» TASK:
Return every record below exactly as written, but leave out the pictures.

■ ■ ■ ■ ■

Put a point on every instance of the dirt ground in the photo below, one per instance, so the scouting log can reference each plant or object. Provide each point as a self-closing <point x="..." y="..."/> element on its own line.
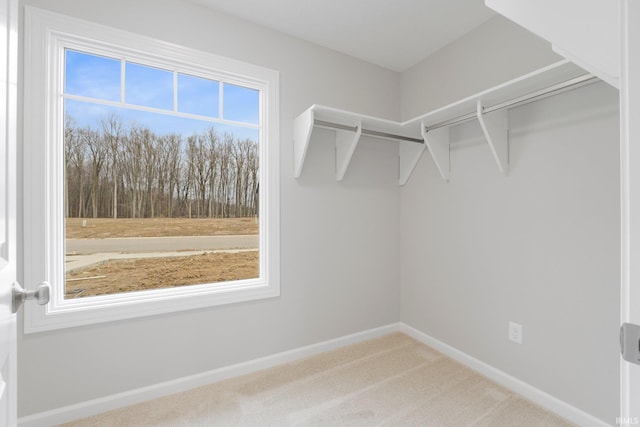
<point x="100" y="228"/>
<point x="112" y="277"/>
<point x="119" y="276"/>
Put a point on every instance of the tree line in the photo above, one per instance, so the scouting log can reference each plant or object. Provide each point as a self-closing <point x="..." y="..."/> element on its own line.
<point x="128" y="171"/>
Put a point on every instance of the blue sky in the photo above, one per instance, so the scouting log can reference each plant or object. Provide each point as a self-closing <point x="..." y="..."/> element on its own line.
<point x="100" y="78"/>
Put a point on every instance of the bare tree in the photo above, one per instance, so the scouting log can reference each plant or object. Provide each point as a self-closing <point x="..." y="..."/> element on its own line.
<point x="113" y="135"/>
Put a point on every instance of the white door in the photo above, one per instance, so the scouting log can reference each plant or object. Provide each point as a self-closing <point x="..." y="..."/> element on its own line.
<point x="8" y="144"/>
<point x="630" y="199"/>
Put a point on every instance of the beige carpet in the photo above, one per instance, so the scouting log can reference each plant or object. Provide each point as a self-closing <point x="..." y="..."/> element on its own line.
<point x="390" y="381"/>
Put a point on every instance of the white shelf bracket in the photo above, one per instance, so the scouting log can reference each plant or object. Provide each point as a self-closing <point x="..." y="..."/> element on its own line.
<point x="495" y="126"/>
<point x="437" y="140"/>
<point x="346" y="143"/>
<point x="409" y="155"/>
<point x="302" y="127"/>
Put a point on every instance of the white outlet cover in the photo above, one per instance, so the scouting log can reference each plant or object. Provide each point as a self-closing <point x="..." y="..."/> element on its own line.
<point x="515" y="332"/>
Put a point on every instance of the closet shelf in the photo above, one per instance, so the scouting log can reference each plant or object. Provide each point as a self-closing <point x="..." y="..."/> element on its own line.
<point x="431" y="130"/>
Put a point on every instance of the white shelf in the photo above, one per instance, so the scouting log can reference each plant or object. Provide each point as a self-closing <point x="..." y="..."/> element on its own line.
<point x="430" y="130"/>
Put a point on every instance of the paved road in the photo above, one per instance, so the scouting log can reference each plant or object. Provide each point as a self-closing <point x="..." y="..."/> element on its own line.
<point x="74" y="262"/>
<point x="160" y="244"/>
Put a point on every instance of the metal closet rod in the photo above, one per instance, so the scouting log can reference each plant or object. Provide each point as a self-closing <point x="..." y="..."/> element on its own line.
<point x="512" y="103"/>
<point x="369" y="132"/>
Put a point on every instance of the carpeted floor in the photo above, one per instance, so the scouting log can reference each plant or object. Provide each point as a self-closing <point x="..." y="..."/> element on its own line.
<point x="389" y="381"/>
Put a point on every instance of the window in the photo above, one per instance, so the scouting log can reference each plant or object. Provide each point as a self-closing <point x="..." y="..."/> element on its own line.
<point x="154" y="149"/>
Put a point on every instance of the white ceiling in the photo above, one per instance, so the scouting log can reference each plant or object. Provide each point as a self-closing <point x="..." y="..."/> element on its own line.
<point x="394" y="34"/>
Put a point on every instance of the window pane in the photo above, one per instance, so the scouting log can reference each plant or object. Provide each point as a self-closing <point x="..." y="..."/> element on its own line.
<point x="241" y="104"/>
<point x="92" y="75"/>
<point x="198" y="96"/>
<point x="148" y="86"/>
<point x="156" y="201"/>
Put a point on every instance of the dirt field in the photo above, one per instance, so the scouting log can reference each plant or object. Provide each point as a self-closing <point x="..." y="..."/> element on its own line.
<point x="100" y="228"/>
<point x="158" y="273"/>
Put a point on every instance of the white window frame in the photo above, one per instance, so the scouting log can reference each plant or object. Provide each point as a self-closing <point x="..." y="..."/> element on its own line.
<point x="46" y="36"/>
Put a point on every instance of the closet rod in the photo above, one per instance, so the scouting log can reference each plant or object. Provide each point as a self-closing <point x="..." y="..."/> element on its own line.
<point x="555" y="89"/>
<point x="369" y="132"/>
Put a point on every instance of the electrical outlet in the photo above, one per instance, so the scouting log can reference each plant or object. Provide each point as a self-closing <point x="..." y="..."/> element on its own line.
<point x="515" y="332"/>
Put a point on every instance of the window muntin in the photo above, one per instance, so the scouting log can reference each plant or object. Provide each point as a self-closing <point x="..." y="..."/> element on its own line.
<point x="48" y="37"/>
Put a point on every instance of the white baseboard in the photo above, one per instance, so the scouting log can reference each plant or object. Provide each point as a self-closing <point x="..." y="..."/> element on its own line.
<point x="121" y="400"/>
<point x="535" y="395"/>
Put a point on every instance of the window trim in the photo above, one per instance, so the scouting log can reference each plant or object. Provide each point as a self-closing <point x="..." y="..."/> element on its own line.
<point x="43" y="175"/>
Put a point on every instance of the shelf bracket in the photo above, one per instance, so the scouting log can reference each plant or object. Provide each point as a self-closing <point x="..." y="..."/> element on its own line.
<point x="495" y="126"/>
<point x="302" y="127"/>
<point x="409" y="155"/>
<point x="346" y="143"/>
<point x="437" y="140"/>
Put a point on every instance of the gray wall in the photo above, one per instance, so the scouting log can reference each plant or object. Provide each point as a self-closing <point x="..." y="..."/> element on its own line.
<point x="457" y="260"/>
<point x="339" y="241"/>
<point x="491" y="54"/>
<point x="539" y="247"/>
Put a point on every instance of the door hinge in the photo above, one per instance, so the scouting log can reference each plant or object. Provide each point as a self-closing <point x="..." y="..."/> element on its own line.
<point x="630" y="342"/>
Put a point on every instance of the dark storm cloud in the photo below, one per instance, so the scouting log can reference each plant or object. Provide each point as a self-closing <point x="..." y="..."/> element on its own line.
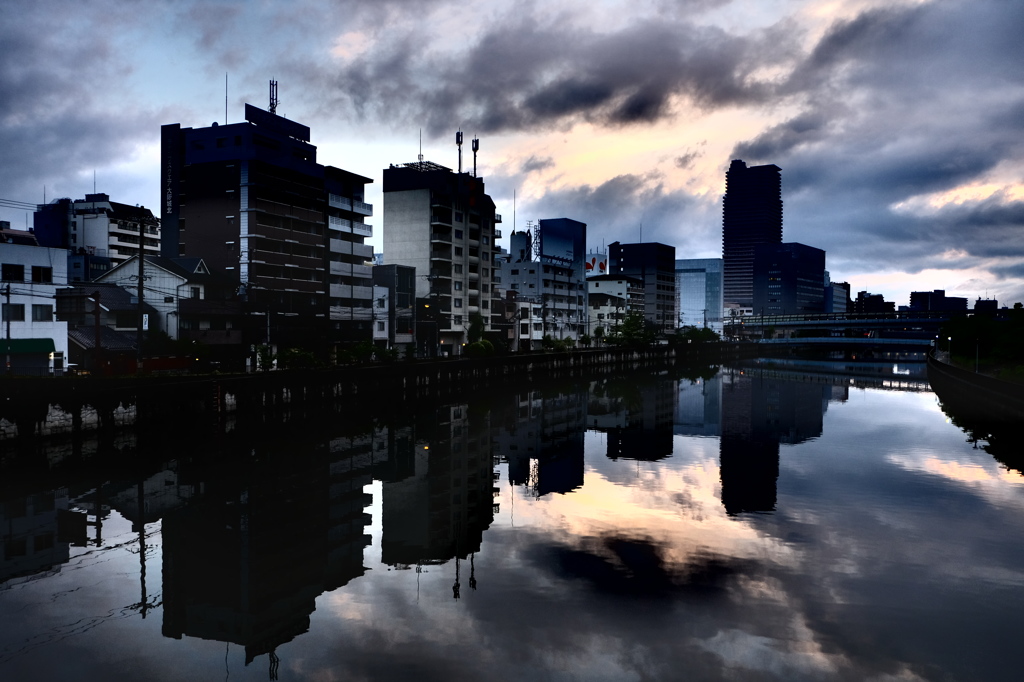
<point x="620" y="208"/>
<point x="534" y="164"/>
<point x="56" y="116"/>
<point x="524" y="75"/>
<point x="902" y="102"/>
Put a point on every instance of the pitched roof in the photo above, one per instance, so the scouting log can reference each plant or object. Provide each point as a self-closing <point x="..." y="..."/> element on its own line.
<point x="85" y="337"/>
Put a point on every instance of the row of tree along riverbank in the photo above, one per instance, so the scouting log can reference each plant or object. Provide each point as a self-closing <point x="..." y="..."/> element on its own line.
<point x="36" y="408"/>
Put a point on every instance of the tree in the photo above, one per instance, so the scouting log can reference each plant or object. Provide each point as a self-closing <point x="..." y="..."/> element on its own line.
<point x="476" y="327"/>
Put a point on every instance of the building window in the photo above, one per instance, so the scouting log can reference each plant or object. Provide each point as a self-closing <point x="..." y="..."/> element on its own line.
<point x="12" y="272"/>
<point x="13" y="312"/>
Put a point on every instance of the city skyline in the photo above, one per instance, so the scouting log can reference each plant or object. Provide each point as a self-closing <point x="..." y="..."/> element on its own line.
<point x="896" y="125"/>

■ ■ ■ ■ ■

» TASK RESULT:
Put a point on every instance of the dirt ground in the photo below, one per instance, so the scouting log can reference each plant or object. Provide each point as a self-closing <point x="..." y="..."/> element on its own line.
<point x="100" y="228"/>
<point x="112" y="277"/>
<point x="119" y="276"/>
Put a point on every instance of the tree line in the photo above, one per instance, so the scouting log can reference each plant or object. Provide each point as a self-closing <point x="..." y="..."/> element on its own line.
<point x="128" y="171"/>
Put a point on every instance of the blue sky in the photo above, one per instance, so the scouting log can reference each plant or object. Provide each point as a self-closing <point x="..." y="..."/> element on its own line.
<point x="100" y="78"/>
Put a point on every instance of the bare tree in the photo above, one per instance, so the scouting log can reference each plant or object. Provide each point as a self-closing <point x="..." y="..."/> element on its own line.
<point x="113" y="135"/>
Put a point on every instance of the white door in the photo above, one per instance, so the scouting log can reference each plant or object. Provide each point as a self-closing <point x="..." y="..."/> element on its own line.
<point x="8" y="144"/>
<point x="630" y="199"/>
Put a point on every instance of the beige carpet in the photo above, one per instance, so the scouting log can reference each plant or object. Provide each point as a self-closing <point x="..." y="..."/> element on its own line.
<point x="390" y="381"/>
Put a point on every instance of the white shelf bracket in the photo above, one per instance, so the scouting log can reference each plant or object. Provide each point as a self-closing <point x="..." y="..."/> element on its own line.
<point x="495" y="126"/>
<point x="437" y="140"/>
<point x="346" y="143"/>
<point x="409" y="155"/>
<point x="302" y="127"/>
Put a point on every instance of the white outlet cover in the photo above, one per instance, so the scouting log can reference each plant or object. Provide each point as a self-closing <point x="..." y="..."/> element on its own line.
<point x="515" y="332"/>
Put a point on every instance of the closet shelf in the photo above, one per instance, so the scouting log can reference each plant or object. Provide each point as a self-closing <point x="..." y="..."/> element on its own line.
<point x="431" y="130"/>
Put a point on every instance of the white shelf in the photo above, one per instance, so the scouting log can reference each plant or object. Provide each point as a self-closing <point x="..." y="..."/> element on its own line.
<point x="430" y="130"/>
Put a point on every instance of the paved road in the photo above, one per instance, so the scouting log can reference each plant or object. Provide each point as a self-closing <point x="..." y="..."/> element on its own line.
<point x="74" y="262"/>
<point x="160" y="244"/>
Put a point on every instance of the metal closet rod in the photo above, one per instance, so the scouting log can reference each plant or object. Provide each point as a self-closing <point x="..." y="..."/> element on its own line.
<point x="512" y="103"/>
<point x="369" y="132"/>
Put a point on every instance of the carpeted floor in the photo above, one per instance, so the scouting log can reference each plant or object. Provide each point as a self-closing <point x="..." y="..."/> element on its own line.
<point x="389" y="381"/>
Put a point on every instance of the window in the photo above, one per instance, so the scouting log can reference each plant or object. Provide each point as a self-closing <point x="..." y="..."/> element on its own line.
<point x="154" y="149"/>
Put a point on every instance of the white ceiling in the photo above, one per instance, so the scouting log can reference each plant or object. Provide each point as a self-closing <point x="..." y="..."/> element on its own line.
<point x="394" y="34"/>
Put a point on every instance of the window pane in the photo above, one per instance, so the scouting log can reference each plant or object. Provide each point as a self-closing <point x="..." y="..."/> element on its own line.
<point x="241" y="104"/>
<point x="92" y="75"/>
<point x="198" y="96"/>
<point x="148" y="86"/>
<point x="156" y="201"/>
Put a point on every instance of the dirt field in the photo above, one per instance, so the scouting log can reference each plant or object. Provide each point as a self-closing <point x="..." y="..."/> element on its own line.
<point x="100" y="228"/>
<point x="158" y="273"/>
Put a point on every instance of the white window frame in the photo above, one per instance, so the scouting log can reference each plant or object. Provide each point as a self-closing <point x="..." y="..."/> element on its own line.
<point x="46" y="36"/>
Put a point on every instance of the closet rod in the photo above, one per instance, so the scouting log can reference each plant or object. Provide each point as a self-closing <point x="..." y="..."/> element on its own line.
<point x="555" y="89"/>
<point x="369" y="132"/>
Put a point on every instance of the electrical outlet in the photo above, one per instance, so the scouting log can reference each plant or object. Provide each point as a self-closing <point x="..." y="..."/> element on its own line.
<point x="515" y="332"/>
Put a point on every instance of the window muntin in the photo above, one per instance, so the scouting log can reference each plant or object. Provide each point as a self-closing <point x="..." y="..."/> element on its own line.
<point x="48" y="37"/>
Put a point on every instance of the white baseboard in the photo above, one per instance, so the scouting log can reference each plant or object. Provide each point as a self-closing <point x="..." y="..."/> element on its own line.
<point x="121" y="400"/>
<point x="535" y="395"/>
Put a point on every instance of the window trim in the photo above, one per instance, so the scouting log can reference each plant or object. Provide each point as a self-closing <point x="..." y="..."/> element on its own line.
<point x="43" y="175"/>
Put a point on every instance of the shelf bracket in the photo above, one per instance, so the scouting log can reference each plant or object. Provide each point as a self-closing <point x="..." y="..."/> element on its own line.
<point x="495" y="126"/>
<point x="302" y="127"/>
<point x="409" y="155"/>
<point x="346" y="143"/>
<point x="437" y="140"/>
Put a point on every instance of the gray wall in the photo above, one per instance, so the scouting log can reference each plant or object. Provide each point as a self-closing <point x="..." y="..."/> element on its own line.
<point x="457" y="260"/>
<point x="339" y="241"/>
<point x="491" y="54"/>
<point x="539" y="247"/>
Put a point on every instance of the door hinge in the photo above, one per instance, so the scouting log can reference each plant or object. Provide each point as a self-closing <point x="..." y="..."/> element on its own line.
<point x="630" y="342"/>
Put a point on every instance of the dark storm cloud in the photo below, one per instance, so the scouting log can reference each plant or object. Provide each point as a self-closing <point x="..." y="..."/> element on its own line.
<point x="620" y="208"/>
<point x="534" y="164"/>
<point x="56" y="116"/>
<point x="524" y="75"/>
<point x="902" y="102"/>
Put a point on every instance of the pitched roof in the photo above, one per instance, so the scouting log can reference each plant or object. Provide each point as a self-closing <point x="..." y="..."/> element on its own line.
<point x="85" y="337"/>
Put a point on every instance of the row of tree along riverbank in the photo above, one per instance, so the scouting log can reference each plant or object. Provide each point as a self-closing <point x="..." y="..."/> element on its own line.
<point x="36" y="408"/>
Put a point on every instance of the tree in the photo above, one per instance, so the scouting log can reference each plant or object. Provide each point as a self-closing <point x="..." y="..."/> element on its own line.
<point x="476" y="327"/>
Put a point on every instance of the building window in the photo above, one per instance, so the scouting log can reference each plant or object. Provide each point as a self-closing <point x="..." y="..."/> element on its own line.
<point x="12" y="272"/>
<point x="13" y="312"/>
Put a point on every instance of the city skyline in the photo above, one per instance, so the scouting log can reference each plant or object. Provide each point as a self-closing <point x="..." y="..."/> element on its own line.
<point x="896" y="125"/>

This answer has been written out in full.